═════ Page text ═════
Among the products obtained, five biomodels were developed. Four didactic, three prints (femur, pelvis, and left foot) and one preprint, of a trachea (figure 1, where A is a coronal CT reconstruction. B and C are segmentation from A. D, smoothed. E and F are models to print: E, solid; F, with light); and finally, a personalized one for the planning of the surgical repair of a craniosynostosis.

A custom cranial implant mold was also designed and fabricated from DICOM images. Additionally three models of cheap mechanical hand prostheses, easy to produce and assemble, were developed (figure 2). In a similar way were manufactured O2 line splitters―a device that allows several patients to be connected to the same oxygen regulator―as well as facial protectors, with a simple design that facilitated the assembly of the components and their sterilization. Several prototypes of scaffolds for cell cultures were also obtained.

Segmentation of a trachea from CT.

Mechanical hand prosthesis materialized by additive manufacturing.

In addition, a syringe holder with ergonomic support was designed and manufactured. It must be the first printed in Cuba. (Fig. 3)

Syringe holder for aspiration

Furthermore, a prototype of external breast prosthesis was obtained [figure 4; where (A) corresponds to the scan of the frontal region of the thorax; (B), the cutting out the region of interest (right breast) and (C), is a visual control of the prototype obtained]. A breast mold for autologous reconstruction and a tissue expander plate that allows the use of vascularized tissue of local origin, avoiding the use of flaps in reconstructions were obtained as well.

Prototype of external breast prosthesis.
═════ Dataset ═════
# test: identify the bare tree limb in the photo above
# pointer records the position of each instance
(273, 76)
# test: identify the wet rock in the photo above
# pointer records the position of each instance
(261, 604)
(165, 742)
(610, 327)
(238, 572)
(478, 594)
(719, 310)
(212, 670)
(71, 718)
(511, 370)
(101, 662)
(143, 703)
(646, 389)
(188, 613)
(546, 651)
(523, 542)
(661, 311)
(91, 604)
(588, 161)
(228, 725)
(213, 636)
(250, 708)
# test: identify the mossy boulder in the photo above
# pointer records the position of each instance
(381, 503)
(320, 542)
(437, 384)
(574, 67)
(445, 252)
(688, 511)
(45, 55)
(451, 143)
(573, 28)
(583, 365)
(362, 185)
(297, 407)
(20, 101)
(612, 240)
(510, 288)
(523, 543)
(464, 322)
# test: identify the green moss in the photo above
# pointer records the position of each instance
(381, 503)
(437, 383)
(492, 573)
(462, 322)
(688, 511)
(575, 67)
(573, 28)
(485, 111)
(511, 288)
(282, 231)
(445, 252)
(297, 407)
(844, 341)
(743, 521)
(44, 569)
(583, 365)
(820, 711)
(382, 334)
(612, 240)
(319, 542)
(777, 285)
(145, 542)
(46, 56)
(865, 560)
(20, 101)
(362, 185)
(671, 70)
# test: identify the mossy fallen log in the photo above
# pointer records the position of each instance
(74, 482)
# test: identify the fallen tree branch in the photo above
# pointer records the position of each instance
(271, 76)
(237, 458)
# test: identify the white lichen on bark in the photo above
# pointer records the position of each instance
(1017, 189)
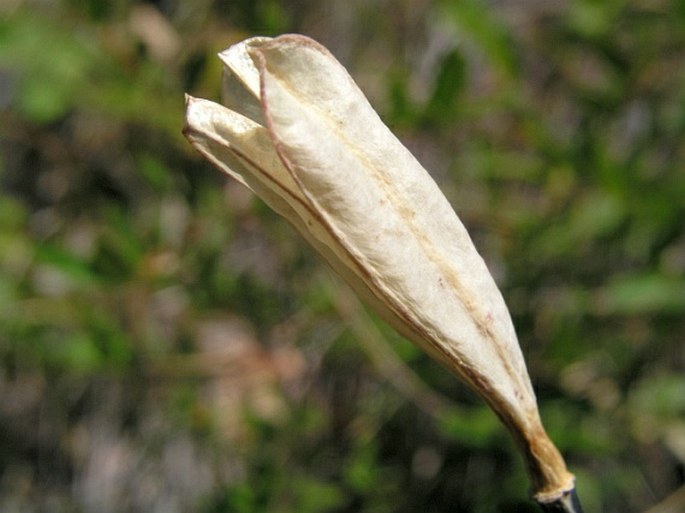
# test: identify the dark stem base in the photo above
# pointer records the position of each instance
(568, 503)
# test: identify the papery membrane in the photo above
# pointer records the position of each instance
(314, 149)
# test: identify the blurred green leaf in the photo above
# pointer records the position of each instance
(643, 294)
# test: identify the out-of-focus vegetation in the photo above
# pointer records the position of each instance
(168, 344)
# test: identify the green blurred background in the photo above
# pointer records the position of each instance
(167, 344)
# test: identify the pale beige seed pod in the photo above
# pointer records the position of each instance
(297, 130)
═════
What the exercise asks -> Please rewrite the passage of the 3D-printing text that begins with "A custom cranial" and ends after "trachea from CT.", replacing "oxygen regulator" with "oxygen supply". The material comes from a separate source.

Solution for this problem ->
A custom cranial implant mold was also designed and fabricated from DICOM images. Additionally three models of cheap mechanical hand prostheses, easy to produce and assemble, were developed (figure 2). In a similar way were manufactured O2 line splitters―a device that allows several patients to be connected to the same oxygen supply―as well as facial protectors, with a simple design that facilitated the assembly of the components and their sterilization. Several prototypes of scaffolds for cell cultures were also obtained.

Segmentation of a trachea from CT.